Point annotation records
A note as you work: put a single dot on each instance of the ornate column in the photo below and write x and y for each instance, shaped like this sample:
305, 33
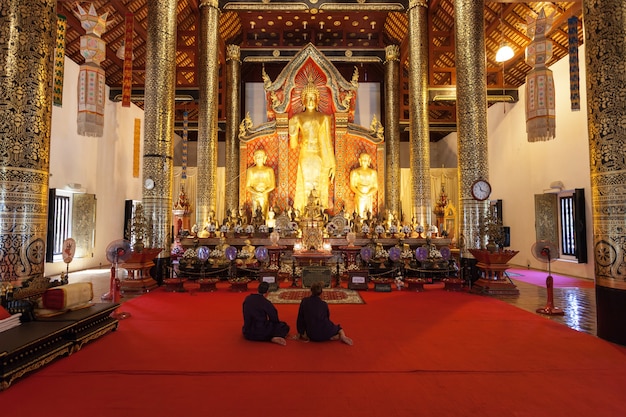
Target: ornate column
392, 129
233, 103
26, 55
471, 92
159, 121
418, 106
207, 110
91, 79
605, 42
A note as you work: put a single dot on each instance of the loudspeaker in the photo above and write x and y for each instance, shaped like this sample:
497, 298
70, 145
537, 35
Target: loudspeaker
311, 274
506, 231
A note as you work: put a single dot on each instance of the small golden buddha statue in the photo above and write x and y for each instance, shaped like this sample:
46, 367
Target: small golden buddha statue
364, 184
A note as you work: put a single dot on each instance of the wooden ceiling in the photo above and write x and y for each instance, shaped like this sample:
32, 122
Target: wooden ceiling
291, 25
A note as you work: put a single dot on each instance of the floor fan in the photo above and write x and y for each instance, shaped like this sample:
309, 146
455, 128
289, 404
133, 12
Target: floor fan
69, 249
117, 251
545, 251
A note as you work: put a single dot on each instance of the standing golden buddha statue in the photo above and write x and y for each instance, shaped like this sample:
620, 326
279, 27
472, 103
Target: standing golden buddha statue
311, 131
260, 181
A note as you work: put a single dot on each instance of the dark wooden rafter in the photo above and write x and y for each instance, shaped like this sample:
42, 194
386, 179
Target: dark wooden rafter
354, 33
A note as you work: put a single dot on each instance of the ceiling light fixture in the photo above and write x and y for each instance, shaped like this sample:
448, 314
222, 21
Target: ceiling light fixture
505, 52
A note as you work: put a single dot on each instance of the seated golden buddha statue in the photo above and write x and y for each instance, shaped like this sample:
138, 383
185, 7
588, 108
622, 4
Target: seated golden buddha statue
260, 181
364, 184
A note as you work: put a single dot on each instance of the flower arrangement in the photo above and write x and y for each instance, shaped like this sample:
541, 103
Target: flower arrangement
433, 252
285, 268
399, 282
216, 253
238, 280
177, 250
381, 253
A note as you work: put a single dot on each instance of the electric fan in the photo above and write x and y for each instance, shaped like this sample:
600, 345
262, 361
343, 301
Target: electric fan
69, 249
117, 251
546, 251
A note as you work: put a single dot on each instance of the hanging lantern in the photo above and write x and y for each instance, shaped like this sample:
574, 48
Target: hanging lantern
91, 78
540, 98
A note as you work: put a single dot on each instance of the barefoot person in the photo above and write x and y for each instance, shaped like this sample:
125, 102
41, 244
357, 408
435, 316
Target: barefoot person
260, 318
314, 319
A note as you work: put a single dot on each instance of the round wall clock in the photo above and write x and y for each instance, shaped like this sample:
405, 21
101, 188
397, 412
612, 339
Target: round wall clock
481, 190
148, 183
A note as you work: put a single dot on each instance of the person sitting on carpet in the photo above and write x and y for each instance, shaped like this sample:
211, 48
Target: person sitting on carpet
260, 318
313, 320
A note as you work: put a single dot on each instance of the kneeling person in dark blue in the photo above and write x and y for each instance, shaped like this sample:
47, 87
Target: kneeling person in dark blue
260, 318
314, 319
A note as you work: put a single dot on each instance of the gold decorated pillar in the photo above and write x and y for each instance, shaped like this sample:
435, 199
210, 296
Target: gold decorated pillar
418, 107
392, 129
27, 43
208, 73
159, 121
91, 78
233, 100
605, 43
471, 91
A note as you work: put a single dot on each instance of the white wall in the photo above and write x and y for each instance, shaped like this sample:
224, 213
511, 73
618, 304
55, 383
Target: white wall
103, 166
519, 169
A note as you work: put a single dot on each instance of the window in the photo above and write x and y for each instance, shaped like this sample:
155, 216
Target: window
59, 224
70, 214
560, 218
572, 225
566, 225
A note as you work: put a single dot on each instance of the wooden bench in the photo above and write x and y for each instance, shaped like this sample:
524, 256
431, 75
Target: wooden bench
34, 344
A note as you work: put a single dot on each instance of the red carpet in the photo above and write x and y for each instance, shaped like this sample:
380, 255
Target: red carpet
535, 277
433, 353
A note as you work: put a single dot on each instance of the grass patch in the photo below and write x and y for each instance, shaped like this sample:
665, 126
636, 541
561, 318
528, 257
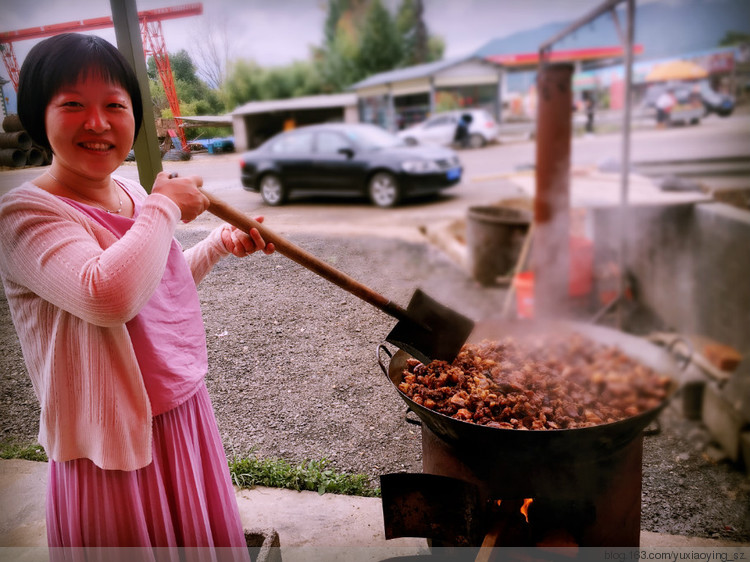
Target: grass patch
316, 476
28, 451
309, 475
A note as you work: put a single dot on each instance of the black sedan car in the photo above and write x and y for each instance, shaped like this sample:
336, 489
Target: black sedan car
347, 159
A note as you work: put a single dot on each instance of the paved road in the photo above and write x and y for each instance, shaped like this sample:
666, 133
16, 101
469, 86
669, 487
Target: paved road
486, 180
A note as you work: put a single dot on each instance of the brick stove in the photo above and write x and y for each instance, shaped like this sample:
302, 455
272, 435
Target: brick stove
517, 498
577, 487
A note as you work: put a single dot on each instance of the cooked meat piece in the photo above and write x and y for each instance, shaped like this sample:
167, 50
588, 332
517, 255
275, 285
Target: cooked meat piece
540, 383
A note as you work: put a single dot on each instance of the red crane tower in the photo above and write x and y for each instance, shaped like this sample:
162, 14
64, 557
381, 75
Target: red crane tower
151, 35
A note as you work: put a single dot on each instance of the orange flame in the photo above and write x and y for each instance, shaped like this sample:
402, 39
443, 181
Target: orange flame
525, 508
==
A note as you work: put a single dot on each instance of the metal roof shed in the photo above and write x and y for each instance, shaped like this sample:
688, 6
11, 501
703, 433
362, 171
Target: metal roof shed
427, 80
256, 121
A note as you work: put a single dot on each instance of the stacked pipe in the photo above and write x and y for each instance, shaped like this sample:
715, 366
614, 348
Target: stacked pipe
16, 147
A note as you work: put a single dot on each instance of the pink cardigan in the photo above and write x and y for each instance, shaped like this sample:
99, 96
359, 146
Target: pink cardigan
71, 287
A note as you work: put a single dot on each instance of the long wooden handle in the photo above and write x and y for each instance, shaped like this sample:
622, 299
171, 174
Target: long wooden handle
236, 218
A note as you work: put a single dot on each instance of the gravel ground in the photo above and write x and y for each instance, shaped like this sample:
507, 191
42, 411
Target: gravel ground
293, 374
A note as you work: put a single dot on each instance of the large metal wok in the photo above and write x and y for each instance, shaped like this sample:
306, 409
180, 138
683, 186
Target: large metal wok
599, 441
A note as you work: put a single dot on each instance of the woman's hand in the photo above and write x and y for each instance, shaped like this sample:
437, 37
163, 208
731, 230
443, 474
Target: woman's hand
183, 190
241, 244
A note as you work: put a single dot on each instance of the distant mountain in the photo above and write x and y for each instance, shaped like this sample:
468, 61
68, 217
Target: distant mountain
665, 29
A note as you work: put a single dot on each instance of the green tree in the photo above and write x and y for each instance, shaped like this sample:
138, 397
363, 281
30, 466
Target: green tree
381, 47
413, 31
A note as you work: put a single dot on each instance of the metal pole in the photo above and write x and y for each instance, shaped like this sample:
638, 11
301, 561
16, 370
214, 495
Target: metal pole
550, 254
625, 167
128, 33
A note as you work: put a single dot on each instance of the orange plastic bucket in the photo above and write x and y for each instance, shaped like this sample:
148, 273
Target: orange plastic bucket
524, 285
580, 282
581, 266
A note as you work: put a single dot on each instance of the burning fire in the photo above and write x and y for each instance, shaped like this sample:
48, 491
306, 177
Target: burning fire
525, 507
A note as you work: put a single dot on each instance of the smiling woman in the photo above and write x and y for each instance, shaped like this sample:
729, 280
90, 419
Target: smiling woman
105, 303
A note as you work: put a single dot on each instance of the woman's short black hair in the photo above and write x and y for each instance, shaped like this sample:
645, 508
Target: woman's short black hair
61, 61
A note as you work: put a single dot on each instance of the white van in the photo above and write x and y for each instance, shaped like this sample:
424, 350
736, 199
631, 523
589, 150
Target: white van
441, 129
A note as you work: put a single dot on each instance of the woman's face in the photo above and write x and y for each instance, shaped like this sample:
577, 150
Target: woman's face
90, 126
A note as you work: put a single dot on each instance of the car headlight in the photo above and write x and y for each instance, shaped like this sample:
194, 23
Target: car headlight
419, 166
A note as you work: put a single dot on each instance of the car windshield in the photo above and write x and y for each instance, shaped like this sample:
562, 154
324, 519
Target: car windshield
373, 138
...
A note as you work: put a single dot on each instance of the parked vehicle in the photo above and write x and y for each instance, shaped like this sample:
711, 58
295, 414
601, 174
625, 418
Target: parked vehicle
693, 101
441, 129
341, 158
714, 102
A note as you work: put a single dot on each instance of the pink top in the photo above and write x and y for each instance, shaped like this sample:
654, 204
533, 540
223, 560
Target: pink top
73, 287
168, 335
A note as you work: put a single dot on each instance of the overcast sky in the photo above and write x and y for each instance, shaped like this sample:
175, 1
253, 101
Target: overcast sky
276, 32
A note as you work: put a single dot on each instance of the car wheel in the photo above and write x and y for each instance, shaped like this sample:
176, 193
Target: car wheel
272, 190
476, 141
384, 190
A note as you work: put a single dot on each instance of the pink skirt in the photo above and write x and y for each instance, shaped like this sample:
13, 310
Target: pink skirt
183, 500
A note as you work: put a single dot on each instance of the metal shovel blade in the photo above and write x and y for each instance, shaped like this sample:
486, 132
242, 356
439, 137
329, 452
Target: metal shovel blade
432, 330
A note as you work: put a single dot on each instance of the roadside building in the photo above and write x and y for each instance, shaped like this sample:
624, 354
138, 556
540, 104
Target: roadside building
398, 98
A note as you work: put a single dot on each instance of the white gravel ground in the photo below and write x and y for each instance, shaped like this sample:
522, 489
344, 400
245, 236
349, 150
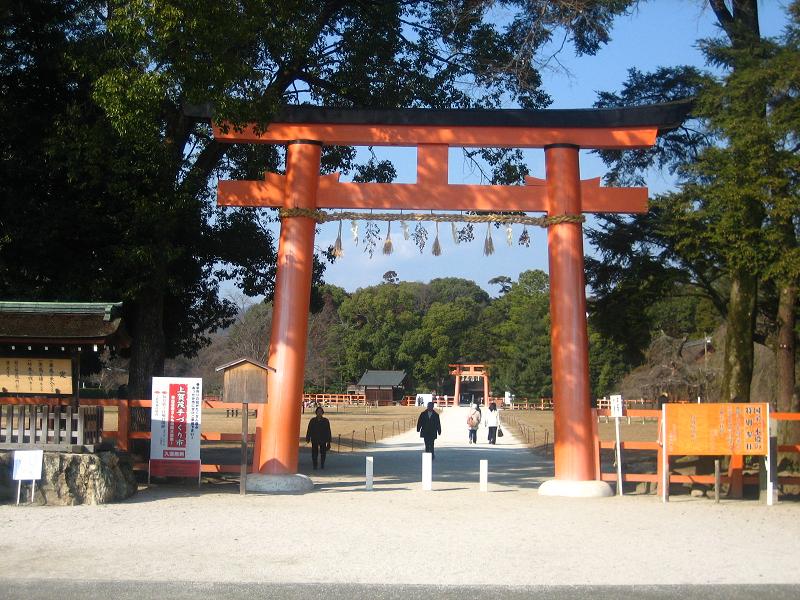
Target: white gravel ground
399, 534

* **What this task involves**
Count the lines in the listing above that contain the word "arrangement", and reply with only that number.

* **Output of the task**
2